#### EXTRACTED ENTRIES

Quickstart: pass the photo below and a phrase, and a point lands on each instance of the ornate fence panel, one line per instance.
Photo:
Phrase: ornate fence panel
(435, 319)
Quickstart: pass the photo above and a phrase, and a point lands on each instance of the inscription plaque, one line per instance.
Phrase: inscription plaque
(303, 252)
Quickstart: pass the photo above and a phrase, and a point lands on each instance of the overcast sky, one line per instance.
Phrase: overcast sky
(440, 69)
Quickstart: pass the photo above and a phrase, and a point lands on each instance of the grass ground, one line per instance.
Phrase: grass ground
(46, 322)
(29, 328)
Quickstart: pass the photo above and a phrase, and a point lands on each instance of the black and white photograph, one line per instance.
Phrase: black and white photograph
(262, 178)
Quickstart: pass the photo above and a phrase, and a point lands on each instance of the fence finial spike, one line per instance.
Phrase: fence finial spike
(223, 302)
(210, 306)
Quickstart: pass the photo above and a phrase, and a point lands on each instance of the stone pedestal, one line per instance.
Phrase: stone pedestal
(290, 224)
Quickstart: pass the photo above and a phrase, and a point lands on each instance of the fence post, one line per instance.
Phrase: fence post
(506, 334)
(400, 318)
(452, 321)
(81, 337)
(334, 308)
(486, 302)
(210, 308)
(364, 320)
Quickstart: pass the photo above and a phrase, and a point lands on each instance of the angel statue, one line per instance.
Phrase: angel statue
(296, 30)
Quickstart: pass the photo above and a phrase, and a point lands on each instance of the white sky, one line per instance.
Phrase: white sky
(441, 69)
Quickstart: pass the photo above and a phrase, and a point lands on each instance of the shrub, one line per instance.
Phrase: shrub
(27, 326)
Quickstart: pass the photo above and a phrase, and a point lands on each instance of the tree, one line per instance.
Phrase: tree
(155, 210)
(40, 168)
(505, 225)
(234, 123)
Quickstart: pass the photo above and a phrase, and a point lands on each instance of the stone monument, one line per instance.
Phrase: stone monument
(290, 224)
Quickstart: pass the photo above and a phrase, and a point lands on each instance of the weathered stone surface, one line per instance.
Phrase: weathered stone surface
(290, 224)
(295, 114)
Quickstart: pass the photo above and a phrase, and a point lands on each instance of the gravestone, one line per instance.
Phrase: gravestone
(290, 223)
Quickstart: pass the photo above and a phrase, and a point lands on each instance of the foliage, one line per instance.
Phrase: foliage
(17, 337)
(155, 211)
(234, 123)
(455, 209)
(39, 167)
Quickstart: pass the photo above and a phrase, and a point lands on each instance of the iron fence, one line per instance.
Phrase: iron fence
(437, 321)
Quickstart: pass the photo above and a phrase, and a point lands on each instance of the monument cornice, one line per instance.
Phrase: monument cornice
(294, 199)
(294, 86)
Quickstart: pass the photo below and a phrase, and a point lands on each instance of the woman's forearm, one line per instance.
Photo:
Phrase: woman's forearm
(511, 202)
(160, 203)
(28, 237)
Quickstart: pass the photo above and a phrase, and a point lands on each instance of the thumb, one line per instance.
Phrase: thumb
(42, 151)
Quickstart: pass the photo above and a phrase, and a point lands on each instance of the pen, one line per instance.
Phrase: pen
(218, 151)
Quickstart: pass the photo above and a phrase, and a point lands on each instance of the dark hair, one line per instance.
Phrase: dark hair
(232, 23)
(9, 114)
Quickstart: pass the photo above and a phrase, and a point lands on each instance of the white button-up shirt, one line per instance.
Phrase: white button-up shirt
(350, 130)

########

WHAT YOU WILL DO
Can you pull every line of the records above out unchanged, reproducing them word for word?

CORRECT RESULT
Quickstart: pass the photo below and a phrase, and a point lands on each instance of the ornate fence panel, one line per instance.
Photo:
Phrase: ornate fence panel
(435, 319)
Quickstart: pass the photo above and a phrase, and a point lands on each instance of the inscription plaque, one line per instance.
Phrase: inscription plaque
(303, 252)
Quickstart: pass the photo above and a phrase, and a point lands on each instance of the overcast sky, one line per instance.
Phrase: overcast sky
(440, 69)
Quickstart: pass the photo above and a phrase, and a point lands on each instance of the grass ground, one line per instance.
Phrase: grass ground
(46, 322)
(29, 328)
Quickstart: pass the photo above and a phrase, and a point lands on each instance of the black and white photograph, one line per instance.
Phrase: black and white photograph
(262, 178)
Quickstart: pass the photo above and a phrase, and a point lands on each instance of the fence finial spike, one line per instance.
Phrase: fence finial spike
(223, 302)
(210, 306)
Quickstart: pass the photo above and a phrase, and a point lands on each instance of the stone pedestal, one line per instance.
Phrase: stone pedestal
(290, 224)
Quickstart: pass the photo above and a phrase, and a point lands on each instance of the fence post, one line per instance.
Phrase: fence post
(506, 334)
(400, 318)
(452, 321)
(81, 337)
(334, 308)
(486, 302)
(210, 308)
(364, 320)
Quickstart: pass the photo above and a phrase, and a point lands on each instance of the angel statue, one line per instance.
Phrase: angel statue
(296, 30)
Quickstart: pass the photo above and a phrase, and a point lands on each instance of the white sky, one line per instance.
Phrase: white sky
(441, 69)
Quickstart: pass the photo above and a phrase, and a point lands on each instance of the shrub, one line per instance.
Phrase: shrub
(27, 326)
Quickstart: pass the photo above and a phrase, and a point lands on each instance of the tree, one line per instance.
Phrase: tree
(155, 210)
(40, 168)
(505, 225)
(234, 123)
Quickstart: pass the photo above and a phrase, and a point lands on each instance of the stone monument, one line per instance.
Phrase: stone monument
(290, 224)
Quickstart: pass the photo above and a phrase, and a point lands on each instance of the weathered stone surface, one line per instance.
Phrase: weathered stone surface
(290, 224)
(295, 114)
Quickstart: pass the photo above and a phrase, and a point lands on each instance of the gravestone, one line per instance.
Phrase: gravestone
(290, 223)
Quickstart: pass the photo above and a phrase, and a point lands on each instance of the foliage, one line per instance.
Phrase: foliage
(17, 337)
(155, 211)
(234, 123)
(455, 209)
(39, 167)
Quickstart: pass the photo above and a phrase, and a point lands on each instance of the iron fence, one line per instance.
Phrase: iron fence
(437, 321)
Quickstart: pass the photo above and a phrase, and a point lands on each instance of the monument cornice, one line per instance.
Phrase: monument cornice
(294, 199)
(294, 86)
Quickstart: pass the photo below and a phrase, and a point lands on each instance of the woman's forearm, one line per instance.
Photo:
Phrase: woman's forearm
(511, 202)
(160, 203)
(28, 237)
Quickstart: pass the photo above and a phrase, and a point lands on each instance of the thumb, one line per instance.
Phrase: thumb
(42, 151)
Quickstart: pass the photo above and a phrase, and a point lands on each instance of the pen, one line per instance.
Phrase: pen
(218, 151)
Quickstart: pass the photo above and a phrase, and a point lands on each instance of the dark hair, one line per instance.
Phrase: dark hair
(232, 23)
(9, 114)
Quickstart: pass the photo above and a phrase, and a point lands on each instance of the white button-up shirt, one line per instance.
Phrase: white button-up shirt
(350, 130)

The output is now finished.